Render the lines of the entries below as a numbered list, omitting blank lines and the pictures.

___ Task input ___

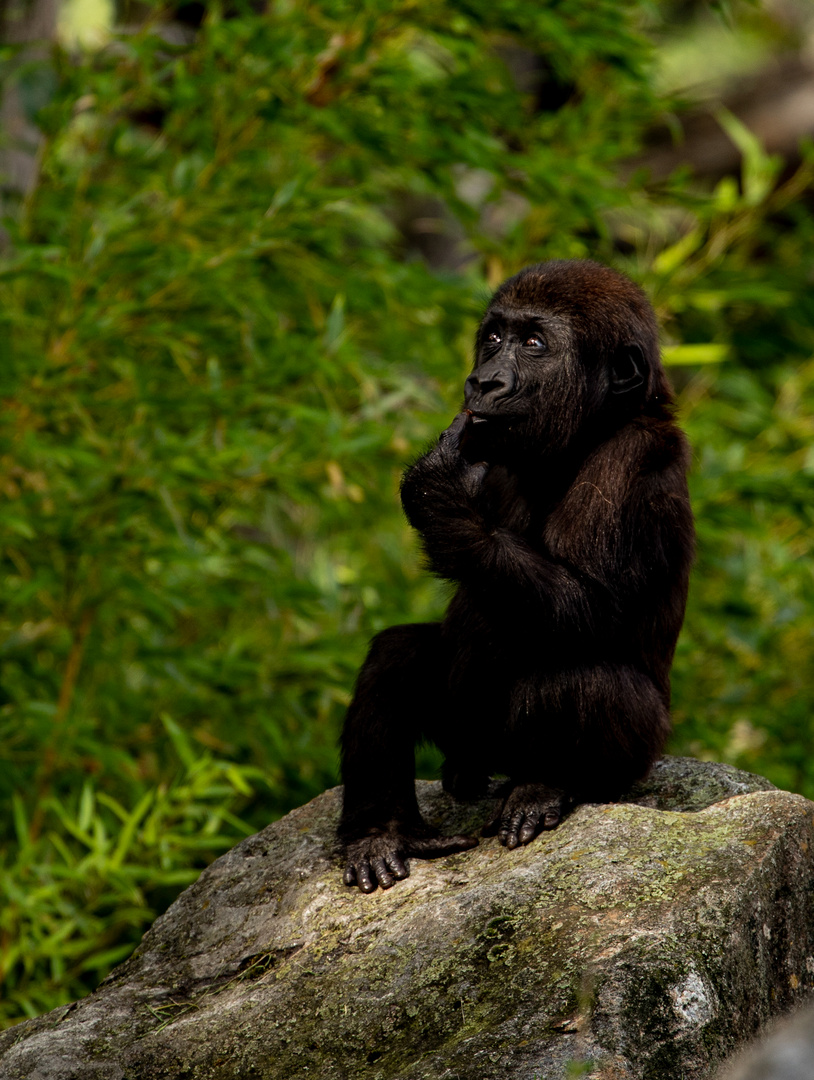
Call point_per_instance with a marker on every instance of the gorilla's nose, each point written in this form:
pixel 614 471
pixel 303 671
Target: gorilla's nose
pixel 488 385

___

◆ Problem solution:
1. Call point_per_instance with a marker on every instance of the gorilla's nose, each point written in this form:
2. pixel 614 471
3. pixel 303 671
4. Target: gorilla's nose
5. pixel 488 385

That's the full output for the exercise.